§ **EXCERPT**:
▬▬▬▬▬▬

Characterization of the carboxylate delivery module of transcarboxylase: following spontaneous decarboxylation of the 1.3S-CO2- subunit by NMR and FTIR spectroscopies

Abstract

Transcarboxylase (TC) is a multisubunit enzyme that catalyzes the transfer of a carboxylate group from methylmalonyl-CoA (MMCoA) to pyruvate. The CO2- group is shuttled between the MMCoA and pyruvate binding sites by a biotin cofactor, covalently linked to the 1.3S subunit. Fully carboxylated 1.3S can be prepared in vitro using 1.3S, MMCoA, and catalytic amounts of the TC's MMCoA-binding subunit. The 1.3S-CO2- intermediate decarboxylates spontaneously over a period of hours, and this process was characterized by 1D and 2D NMR and FTIR spectroscopies. The NMR data yielded a first-order kinetic constant of 1.4 x 10(-3) min(-1) for the spontaneous decarboxylation. This rate was calculated from the 1D NMR spectrum by measuring the reappearance of biotin's ureido NH protons and the disappearance of peaks at 6.99 and 7.67 ppm assigned to Asn-8 and/or Asn-24 from the 1.3S's N-terminus. The latter peaks are absent in the 1D spectrum of non-carboxylated 1.3S due to exchange between two or more conformations within the N-terminus causing line broadening. It is proposed that interactions between the biotin-CO2- and the N-terminal amino acids perturb this conformational equilibrium causing some N-terminal residues to appear in the 1D NMR spectrum of the carboxylated form. Further details are apparent from a comparison of the 2D spectra of the 1.3S-CO2- and 1.3S proteins, where carboxylation causes several peaks from the C-terminal half to shift as well as the appearance of resonances due to some residues located at the N-terminal half of the protein. FTIR difference spectra were used also to follow spontaneous decarboxylation of the 1.3S-CO2-. For the carboxylated 1.3S, the difference spectra provided the vibrational signature of the CO2- on the biotin ring. A doublet was identified at 1695 and 1699 cm(-1) that increased in intensity with increasing t. This is assigned to an antisymmetric stretching vibration of the CO2- group bound to biotin on the 1.3S protein. Its position and profile provide further evidence for interactions occurring between the biotin-CO2- group and the 1.3S protein. These studies demonstrate the highly mobile, "poised" nature of the 1.3S protein engineered for its role as a CO2- translocator.

▬▬▬▬▬▬

§ **ACTION ITEM**:
Using the transcarboxylase abstract, answer:
1. What first-order kinetic constant did the NMR data give for spontaneous decarboxylation?
2. To which residues are the peaks at 6.99 and 7.67 ppm assigned?
3. At what positions was the doublet found in the FTIR difference spectra?

▬▬▬▬▬▬

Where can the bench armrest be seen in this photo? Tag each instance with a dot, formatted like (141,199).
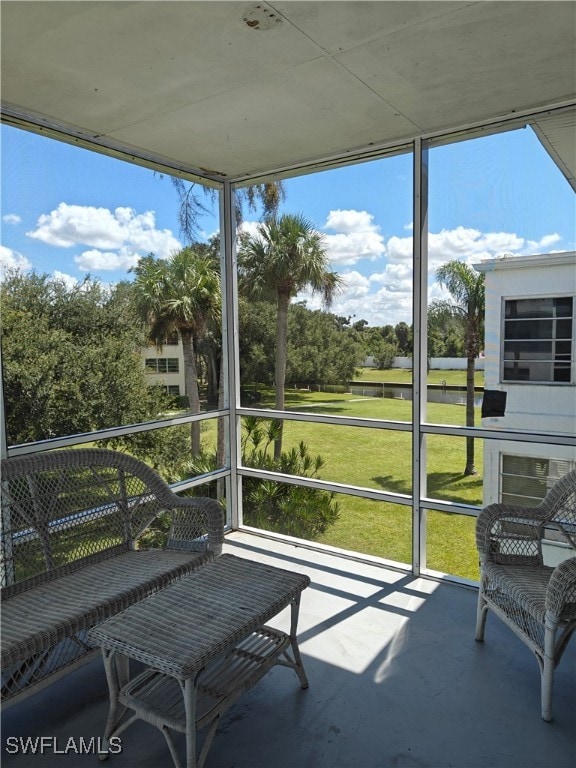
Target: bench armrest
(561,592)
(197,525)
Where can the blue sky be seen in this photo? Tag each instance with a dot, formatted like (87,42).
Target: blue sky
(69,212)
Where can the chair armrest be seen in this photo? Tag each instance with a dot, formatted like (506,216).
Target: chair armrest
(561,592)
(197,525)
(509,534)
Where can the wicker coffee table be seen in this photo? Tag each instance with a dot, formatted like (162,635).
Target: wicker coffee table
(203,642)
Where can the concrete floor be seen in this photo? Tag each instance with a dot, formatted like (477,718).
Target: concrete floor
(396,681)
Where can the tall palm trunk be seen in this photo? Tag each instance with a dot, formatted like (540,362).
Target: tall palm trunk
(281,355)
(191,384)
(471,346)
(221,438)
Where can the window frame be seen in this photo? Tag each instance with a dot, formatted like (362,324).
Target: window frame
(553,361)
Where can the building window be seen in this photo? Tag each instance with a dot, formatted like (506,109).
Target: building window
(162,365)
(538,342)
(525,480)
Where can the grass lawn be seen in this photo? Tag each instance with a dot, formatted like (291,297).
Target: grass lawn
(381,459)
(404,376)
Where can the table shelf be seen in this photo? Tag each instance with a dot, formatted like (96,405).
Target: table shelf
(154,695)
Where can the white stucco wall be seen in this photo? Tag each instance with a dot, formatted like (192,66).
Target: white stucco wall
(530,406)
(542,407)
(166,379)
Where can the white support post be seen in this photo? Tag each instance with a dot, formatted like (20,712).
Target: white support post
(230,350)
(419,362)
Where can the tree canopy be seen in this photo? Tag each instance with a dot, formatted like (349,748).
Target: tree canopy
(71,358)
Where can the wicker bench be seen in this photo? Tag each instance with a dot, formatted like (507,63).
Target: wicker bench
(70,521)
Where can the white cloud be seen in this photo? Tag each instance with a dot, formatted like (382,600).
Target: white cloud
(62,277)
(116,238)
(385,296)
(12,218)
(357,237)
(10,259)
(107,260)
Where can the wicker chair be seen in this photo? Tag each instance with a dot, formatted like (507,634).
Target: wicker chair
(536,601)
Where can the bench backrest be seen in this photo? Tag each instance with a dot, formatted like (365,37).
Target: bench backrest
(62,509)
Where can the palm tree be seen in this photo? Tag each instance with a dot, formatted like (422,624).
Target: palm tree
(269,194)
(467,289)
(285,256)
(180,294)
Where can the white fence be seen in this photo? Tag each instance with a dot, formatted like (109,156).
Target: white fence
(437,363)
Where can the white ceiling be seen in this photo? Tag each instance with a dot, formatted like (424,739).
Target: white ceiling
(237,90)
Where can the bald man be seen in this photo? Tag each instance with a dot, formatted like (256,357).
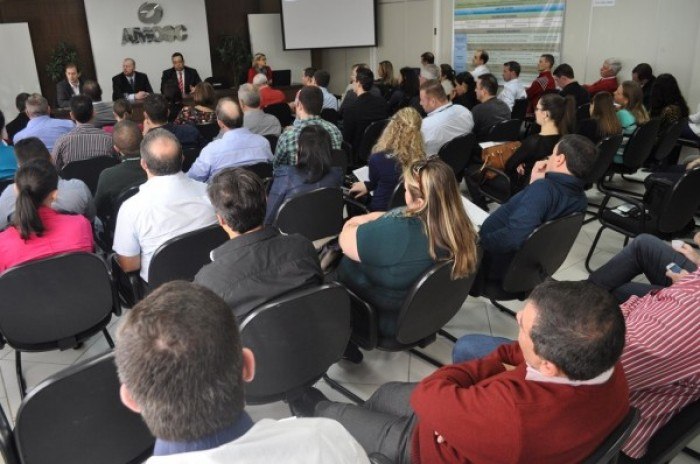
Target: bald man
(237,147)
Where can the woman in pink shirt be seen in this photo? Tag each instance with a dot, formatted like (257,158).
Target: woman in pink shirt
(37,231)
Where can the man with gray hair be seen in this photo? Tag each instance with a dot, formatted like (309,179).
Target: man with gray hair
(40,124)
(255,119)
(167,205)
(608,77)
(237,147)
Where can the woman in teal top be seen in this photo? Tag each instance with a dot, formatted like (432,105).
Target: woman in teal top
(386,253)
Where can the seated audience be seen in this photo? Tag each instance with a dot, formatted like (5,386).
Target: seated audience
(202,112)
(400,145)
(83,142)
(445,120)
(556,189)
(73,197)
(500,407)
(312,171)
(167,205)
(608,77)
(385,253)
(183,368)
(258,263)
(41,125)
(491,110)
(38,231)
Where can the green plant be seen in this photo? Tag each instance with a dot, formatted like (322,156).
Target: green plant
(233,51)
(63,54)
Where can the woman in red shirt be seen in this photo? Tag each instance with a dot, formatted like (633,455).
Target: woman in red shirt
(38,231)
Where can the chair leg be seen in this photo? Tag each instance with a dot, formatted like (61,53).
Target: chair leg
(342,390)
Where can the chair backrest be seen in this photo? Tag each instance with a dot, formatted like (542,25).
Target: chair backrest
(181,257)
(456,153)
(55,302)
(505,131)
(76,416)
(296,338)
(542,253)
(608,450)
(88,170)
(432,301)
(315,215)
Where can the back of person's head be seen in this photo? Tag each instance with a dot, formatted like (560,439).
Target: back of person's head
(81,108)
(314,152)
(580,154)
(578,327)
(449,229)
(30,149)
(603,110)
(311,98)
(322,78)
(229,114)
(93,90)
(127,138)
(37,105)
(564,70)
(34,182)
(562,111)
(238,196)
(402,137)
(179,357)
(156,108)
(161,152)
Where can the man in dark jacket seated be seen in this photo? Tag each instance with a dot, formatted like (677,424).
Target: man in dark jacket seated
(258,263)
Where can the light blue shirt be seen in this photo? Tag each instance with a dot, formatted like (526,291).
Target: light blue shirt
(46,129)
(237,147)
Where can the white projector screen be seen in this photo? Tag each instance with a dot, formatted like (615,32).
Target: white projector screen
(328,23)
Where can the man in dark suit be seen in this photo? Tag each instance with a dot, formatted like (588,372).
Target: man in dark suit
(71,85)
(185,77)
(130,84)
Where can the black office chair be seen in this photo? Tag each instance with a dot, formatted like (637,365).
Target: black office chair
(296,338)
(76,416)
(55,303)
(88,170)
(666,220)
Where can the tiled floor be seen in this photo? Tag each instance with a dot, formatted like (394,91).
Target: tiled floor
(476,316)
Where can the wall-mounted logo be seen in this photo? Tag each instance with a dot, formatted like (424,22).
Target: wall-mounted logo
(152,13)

▬▬▬▬▬▬

§ **EXERCISE ANSWER**:
1. 1.4 x 10(-3) min(-1)
2. Asn-8 and/or Asn-24 from the N-terminus of 1.3S
3. 1695 and 1699 cm(-1)